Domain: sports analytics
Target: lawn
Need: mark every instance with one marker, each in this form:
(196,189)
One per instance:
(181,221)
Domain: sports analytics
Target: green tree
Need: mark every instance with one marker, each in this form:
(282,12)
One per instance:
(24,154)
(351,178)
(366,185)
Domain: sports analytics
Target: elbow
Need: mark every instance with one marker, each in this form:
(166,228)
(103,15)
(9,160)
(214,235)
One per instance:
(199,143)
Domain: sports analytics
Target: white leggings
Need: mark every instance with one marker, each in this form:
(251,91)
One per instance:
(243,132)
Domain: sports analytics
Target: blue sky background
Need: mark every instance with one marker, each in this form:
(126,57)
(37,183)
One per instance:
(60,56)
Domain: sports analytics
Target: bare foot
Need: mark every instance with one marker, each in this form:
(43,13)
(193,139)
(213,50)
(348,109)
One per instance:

◆ WORK TASK ◆
Mind each word and retype the entire listing above.

◆ SOLUTION TO THE PROBLEM ◆
Domain: sports analytics
Target: lawn
Need: mark every instance with one marker, each in this form:
(196,189)
One per instance:
(181,221)
Domain: sports analytics
Target: green tree
Need: mark every instance with one marker, each in this form:
(282,12)
One per instance:
(24,154)
(351,178)
(366,185)
Domain: sports analytics
Target: elbow
Need: mark every instance with one marker, each in this form:
(166,228)
(103,15)
(9,160)
(214,235)
One per instance:
(199,143)
Domain: sports analytics
Target: white leggings
Need: mark every instance with one marker, each in this form:
(251,91)
One per instance:
(243,132)
Domain: sports analytics
Target: blue sky background
Need: mark every instance with one marker, each in this form:
(126,57)
(37,183)
One per instance:
(60,56)
Domain: sports analytics
Target: bare foot
Need: mark every instance with one marker, each in this form:
(43,13)
(193,139)
(213,50)
(348,109)
One per instance:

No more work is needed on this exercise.